Text provided:
Copy-paste prompts for integrating RNA, protein, and phosphoproteomics data.
Servers used: mcp-multiomics (10 tools), mcp-fgbio (4 tools)
Objective: Load RNA, protein, and phospho data for a patient
Load multi-omics data for PatientOne (PAT001-OVC-2025):
- RNA: /data/patient-data/PAT001-OVC-2025/multiomics/rna_counts.csv
- Protein: /data/patient-data/PAT001-OVC-2025/multiomics/protein_abundance.csv
- Phospho: /data/patient-data/PAT001-OVC-2025/multiomics/phospho_abundance.csv
Summarize each dataset:
- Number of samples
- Number of features (genes/proteins)
- Sample groups (tumor vs. normal)
- Data quality metrics
Expected Output:
- RNA: 15 samples, 200 genes
- Protein: 15 samples, 150 proteins
- Phospho: 15 samples, 120 phosphosites
- Groups: 10 tumor, 5 normal samples
- Quality: All datasets normalized and QC-passed
Customize:
- Replace file paths with your data location
- Add specific QC checks:
Check for missing values, outliers
Objective: Check that multi-omics files are properly formatted
Validate the format of PatientOne multi-omics files:
For each file (RNA, protein, phospho), check:
- CSV format with headers
- Sample IDs match across modalities
- Numeric values (no text in data columns)
- No excessive missing data (< 20% NAs)
- Appropriate value ranges (log2 for RNA, raw for protein/phospho)
Report any formatting issues or inconsistencies.
Expected Output:
- ✓ All files: Valid CSV format
- ✓ Sample IDs: Consistent across modalities (15 samples)

Tasks:
- a) According to the multi-omics prompts text, how many tumor and normal samples does the expected output list?
- b) Summarize the multi-omics prompts text in two sentences.
- c) Write the next part of the multi-omics prompts text, starting after its last line.
The records aren't needed for any of this work.

Data under study:
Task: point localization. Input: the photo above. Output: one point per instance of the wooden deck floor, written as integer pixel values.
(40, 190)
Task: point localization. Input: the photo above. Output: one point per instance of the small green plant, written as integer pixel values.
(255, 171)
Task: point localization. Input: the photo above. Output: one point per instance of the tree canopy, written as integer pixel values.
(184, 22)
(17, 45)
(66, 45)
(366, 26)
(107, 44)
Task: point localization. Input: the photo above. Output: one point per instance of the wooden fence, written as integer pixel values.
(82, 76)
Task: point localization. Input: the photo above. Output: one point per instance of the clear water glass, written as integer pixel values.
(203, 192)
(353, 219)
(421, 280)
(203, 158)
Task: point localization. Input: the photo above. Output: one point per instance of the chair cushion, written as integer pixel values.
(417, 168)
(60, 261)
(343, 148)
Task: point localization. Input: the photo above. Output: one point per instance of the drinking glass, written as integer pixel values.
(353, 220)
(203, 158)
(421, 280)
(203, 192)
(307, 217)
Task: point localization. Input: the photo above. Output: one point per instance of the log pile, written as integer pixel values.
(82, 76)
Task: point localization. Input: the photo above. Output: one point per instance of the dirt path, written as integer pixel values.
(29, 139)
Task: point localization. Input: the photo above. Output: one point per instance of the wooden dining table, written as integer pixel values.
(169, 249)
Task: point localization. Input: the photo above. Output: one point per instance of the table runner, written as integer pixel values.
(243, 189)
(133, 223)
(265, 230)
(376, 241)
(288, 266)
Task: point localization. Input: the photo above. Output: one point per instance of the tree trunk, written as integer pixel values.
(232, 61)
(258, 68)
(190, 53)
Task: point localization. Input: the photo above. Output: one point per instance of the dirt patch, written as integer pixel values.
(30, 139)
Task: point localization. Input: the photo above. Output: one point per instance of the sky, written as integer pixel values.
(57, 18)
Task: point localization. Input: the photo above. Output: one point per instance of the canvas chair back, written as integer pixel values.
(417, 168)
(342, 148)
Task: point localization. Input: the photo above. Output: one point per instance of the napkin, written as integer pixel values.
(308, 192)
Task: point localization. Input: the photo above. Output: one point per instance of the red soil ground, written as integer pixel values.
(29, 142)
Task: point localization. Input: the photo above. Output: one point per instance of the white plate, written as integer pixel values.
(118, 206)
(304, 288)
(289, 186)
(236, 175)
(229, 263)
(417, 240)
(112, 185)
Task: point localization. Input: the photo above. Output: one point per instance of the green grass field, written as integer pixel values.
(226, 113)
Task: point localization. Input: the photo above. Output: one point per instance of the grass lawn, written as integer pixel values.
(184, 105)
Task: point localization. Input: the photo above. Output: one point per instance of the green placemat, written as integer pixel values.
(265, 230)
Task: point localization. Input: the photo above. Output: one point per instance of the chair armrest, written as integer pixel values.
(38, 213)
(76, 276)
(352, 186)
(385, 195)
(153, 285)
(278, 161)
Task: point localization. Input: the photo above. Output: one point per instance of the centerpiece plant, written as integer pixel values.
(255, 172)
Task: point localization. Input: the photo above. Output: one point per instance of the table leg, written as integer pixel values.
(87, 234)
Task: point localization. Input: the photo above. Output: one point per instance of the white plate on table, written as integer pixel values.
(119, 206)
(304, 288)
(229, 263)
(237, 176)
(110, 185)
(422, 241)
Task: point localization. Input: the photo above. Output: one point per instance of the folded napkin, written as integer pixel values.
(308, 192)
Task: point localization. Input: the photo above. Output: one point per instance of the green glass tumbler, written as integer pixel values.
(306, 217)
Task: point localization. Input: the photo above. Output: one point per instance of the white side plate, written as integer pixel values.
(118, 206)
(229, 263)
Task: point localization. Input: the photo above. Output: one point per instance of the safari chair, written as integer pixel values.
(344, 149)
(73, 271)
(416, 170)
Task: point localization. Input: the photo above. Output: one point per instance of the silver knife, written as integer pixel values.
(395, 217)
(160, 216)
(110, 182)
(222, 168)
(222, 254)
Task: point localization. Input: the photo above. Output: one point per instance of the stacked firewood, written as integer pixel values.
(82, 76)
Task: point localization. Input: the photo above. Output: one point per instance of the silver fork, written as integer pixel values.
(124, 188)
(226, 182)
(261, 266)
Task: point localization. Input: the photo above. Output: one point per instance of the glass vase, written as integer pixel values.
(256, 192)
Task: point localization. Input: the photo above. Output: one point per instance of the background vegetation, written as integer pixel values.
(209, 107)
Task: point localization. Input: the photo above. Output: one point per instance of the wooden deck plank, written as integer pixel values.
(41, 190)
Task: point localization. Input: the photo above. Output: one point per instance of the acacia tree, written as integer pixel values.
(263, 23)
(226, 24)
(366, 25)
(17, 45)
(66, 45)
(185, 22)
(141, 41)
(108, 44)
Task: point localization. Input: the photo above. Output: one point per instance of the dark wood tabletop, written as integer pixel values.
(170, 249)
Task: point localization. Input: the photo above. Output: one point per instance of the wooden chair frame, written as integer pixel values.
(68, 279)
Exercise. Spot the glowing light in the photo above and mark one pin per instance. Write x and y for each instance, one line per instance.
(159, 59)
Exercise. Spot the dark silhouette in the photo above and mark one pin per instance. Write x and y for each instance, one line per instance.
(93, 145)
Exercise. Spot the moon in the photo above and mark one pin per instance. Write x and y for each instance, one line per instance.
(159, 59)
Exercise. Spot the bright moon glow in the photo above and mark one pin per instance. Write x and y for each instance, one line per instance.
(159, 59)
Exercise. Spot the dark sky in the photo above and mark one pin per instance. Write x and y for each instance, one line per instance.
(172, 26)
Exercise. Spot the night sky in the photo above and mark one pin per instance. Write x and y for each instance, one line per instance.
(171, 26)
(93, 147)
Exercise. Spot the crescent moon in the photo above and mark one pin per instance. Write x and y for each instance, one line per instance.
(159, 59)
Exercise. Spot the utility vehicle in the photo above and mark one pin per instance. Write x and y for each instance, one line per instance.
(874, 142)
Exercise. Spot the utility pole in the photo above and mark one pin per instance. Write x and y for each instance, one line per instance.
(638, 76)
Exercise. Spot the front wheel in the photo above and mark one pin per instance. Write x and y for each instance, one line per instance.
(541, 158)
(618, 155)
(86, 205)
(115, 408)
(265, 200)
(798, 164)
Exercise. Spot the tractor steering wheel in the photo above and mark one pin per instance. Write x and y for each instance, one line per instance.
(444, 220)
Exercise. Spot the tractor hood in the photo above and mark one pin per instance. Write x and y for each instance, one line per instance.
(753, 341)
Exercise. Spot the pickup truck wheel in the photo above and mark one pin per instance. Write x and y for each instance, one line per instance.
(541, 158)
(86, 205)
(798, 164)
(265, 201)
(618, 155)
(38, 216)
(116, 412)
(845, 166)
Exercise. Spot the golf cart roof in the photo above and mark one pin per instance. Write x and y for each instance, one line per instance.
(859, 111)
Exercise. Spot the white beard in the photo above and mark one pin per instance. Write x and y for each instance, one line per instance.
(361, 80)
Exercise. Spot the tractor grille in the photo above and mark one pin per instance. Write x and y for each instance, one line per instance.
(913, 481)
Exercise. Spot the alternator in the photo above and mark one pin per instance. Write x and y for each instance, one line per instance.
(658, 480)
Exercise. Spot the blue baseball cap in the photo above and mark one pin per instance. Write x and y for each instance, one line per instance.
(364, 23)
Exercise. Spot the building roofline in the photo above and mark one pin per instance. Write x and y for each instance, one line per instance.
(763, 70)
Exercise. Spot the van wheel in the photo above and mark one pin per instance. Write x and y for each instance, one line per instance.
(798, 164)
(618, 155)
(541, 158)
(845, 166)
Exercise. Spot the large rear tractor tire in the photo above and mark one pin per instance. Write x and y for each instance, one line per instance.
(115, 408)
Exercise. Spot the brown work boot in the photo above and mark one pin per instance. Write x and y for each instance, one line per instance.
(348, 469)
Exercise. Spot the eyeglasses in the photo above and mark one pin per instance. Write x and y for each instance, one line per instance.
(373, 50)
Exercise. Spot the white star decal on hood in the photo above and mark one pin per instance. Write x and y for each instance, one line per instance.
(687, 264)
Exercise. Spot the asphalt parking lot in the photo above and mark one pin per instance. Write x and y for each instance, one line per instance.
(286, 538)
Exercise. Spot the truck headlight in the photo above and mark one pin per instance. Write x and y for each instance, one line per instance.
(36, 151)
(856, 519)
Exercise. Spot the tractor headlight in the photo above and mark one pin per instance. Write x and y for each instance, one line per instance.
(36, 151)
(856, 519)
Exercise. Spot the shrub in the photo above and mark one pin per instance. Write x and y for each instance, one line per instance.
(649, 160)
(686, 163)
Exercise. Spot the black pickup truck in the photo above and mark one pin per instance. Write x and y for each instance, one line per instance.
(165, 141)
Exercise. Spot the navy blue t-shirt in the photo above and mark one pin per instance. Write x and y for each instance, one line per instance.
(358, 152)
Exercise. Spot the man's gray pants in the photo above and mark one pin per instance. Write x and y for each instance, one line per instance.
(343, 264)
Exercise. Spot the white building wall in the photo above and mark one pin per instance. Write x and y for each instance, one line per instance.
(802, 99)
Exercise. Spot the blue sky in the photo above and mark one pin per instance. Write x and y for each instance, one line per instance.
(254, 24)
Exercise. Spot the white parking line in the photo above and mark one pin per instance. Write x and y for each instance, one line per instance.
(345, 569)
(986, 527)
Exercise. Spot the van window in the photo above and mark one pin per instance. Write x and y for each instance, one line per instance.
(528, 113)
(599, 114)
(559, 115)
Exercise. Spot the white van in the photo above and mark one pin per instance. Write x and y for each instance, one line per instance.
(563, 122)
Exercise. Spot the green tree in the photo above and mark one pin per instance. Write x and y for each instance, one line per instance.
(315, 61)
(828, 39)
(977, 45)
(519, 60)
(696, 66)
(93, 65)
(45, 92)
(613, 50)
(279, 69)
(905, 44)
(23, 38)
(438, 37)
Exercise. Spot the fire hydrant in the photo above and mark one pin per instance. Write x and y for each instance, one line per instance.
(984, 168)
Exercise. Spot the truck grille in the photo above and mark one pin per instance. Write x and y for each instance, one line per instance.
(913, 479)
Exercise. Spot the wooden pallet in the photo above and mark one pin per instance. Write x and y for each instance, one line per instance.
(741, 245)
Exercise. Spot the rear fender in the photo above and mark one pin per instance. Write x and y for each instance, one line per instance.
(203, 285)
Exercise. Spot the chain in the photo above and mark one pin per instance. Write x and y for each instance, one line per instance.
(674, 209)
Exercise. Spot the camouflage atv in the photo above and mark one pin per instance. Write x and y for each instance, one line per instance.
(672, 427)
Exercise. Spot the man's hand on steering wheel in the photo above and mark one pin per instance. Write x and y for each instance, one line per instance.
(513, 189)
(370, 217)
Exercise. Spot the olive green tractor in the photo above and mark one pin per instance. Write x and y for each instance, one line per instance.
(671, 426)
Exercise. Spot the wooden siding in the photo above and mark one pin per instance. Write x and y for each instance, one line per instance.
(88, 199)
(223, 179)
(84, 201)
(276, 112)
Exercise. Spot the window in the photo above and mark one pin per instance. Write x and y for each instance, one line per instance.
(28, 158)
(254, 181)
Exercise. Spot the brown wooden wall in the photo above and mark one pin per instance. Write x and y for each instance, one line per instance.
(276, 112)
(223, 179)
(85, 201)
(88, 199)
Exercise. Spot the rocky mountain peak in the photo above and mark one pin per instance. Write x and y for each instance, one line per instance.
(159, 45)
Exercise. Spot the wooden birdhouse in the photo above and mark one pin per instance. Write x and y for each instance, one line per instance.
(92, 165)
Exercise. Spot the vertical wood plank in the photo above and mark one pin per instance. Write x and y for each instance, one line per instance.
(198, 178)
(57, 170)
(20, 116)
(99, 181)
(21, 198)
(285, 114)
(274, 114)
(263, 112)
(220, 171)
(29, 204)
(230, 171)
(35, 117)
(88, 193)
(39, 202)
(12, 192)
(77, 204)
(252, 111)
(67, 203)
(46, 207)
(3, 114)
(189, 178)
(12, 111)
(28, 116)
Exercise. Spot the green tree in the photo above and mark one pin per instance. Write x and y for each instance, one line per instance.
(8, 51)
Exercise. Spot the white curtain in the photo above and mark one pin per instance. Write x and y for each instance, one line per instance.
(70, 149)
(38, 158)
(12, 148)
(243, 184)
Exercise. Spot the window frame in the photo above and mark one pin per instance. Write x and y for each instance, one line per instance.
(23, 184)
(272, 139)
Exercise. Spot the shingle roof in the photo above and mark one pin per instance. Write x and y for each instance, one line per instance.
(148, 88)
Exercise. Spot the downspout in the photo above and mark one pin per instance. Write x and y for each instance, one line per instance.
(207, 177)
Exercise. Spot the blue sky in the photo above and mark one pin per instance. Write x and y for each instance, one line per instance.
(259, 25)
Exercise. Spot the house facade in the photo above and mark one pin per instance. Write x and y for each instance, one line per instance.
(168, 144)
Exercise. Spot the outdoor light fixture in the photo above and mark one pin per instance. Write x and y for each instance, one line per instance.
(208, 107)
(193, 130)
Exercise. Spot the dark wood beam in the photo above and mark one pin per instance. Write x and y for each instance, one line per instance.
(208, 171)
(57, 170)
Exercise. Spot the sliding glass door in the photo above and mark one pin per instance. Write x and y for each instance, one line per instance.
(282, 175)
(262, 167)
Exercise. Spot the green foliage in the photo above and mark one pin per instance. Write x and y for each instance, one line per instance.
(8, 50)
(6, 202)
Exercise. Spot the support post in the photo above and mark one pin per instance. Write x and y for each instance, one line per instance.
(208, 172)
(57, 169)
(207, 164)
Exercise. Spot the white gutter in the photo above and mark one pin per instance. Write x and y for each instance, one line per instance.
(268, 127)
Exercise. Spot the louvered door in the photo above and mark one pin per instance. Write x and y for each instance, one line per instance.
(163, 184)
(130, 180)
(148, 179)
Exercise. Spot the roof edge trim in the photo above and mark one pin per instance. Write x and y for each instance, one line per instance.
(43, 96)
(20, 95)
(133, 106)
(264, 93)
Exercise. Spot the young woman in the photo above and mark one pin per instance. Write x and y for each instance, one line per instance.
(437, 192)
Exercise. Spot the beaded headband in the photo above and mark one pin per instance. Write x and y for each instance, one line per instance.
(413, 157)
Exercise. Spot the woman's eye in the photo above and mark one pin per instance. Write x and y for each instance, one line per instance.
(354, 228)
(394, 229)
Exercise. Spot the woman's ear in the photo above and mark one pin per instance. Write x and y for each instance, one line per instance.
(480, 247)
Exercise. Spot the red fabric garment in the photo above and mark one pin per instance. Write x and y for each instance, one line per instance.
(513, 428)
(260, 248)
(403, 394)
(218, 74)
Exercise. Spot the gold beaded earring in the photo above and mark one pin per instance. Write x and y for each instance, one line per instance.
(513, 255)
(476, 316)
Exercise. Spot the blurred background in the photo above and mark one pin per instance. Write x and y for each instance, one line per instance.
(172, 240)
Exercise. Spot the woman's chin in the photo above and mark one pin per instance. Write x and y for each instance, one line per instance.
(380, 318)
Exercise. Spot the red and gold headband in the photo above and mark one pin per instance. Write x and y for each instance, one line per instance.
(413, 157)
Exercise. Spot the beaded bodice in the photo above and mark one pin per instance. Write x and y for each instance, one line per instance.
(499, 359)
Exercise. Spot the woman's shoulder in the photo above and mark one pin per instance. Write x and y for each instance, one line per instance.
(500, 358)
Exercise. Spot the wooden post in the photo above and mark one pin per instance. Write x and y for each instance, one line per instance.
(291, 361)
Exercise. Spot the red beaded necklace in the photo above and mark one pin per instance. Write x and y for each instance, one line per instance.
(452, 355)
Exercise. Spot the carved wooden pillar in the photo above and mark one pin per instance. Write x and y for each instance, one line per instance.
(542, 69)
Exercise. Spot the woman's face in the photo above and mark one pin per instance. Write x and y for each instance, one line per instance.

Answers for each item:
- a) 10 tumor and 5 normal samples.

- b) The multi-omics prompts text offers copy-paste prompts for integrating RNA, protein, and phosphoproteomics data using the mcp-multiomics and mcp-fgbio servers. One prompt loads and summarizes PatientOne's three datasets, with 15 samples expected in each, and another validates the files' formatting, including CSV headers, matching sample IDs, numeric values, and less than 20% missing data.

- c)
- ✓ Data types: All numeric
- ✓ Missing data: <5% per modality
- ⚠ Note: RNA data is log2-transformed, protein/phospho are raw abundances
Customize:
- Adjust missing data threshold
- Add specific validation rules
Objective: Find genes differentially expressed between conditions
Perform differential expression analysis on PatientOne RNA data:
- Compare: Tumor vs. Normal samples
- Method: Mann-Whitney U test (non-parametric)
- Correction: Benjamini-Hochberg FDR
- Threshold: FDR < 0.05, log2FC > 1
Return:
- Top 20 upregulated genes (ranked by fold change)
- Top 20 downregulated genes
- Total significant genes
- Volcano plot visualization
Expected Output:
- Significant genes: 45 (23 up, 22 down)
- Top upregulated: TP53, MYC, VEGFA, ...
- Top downregulated: BRCA1, PTEN, ...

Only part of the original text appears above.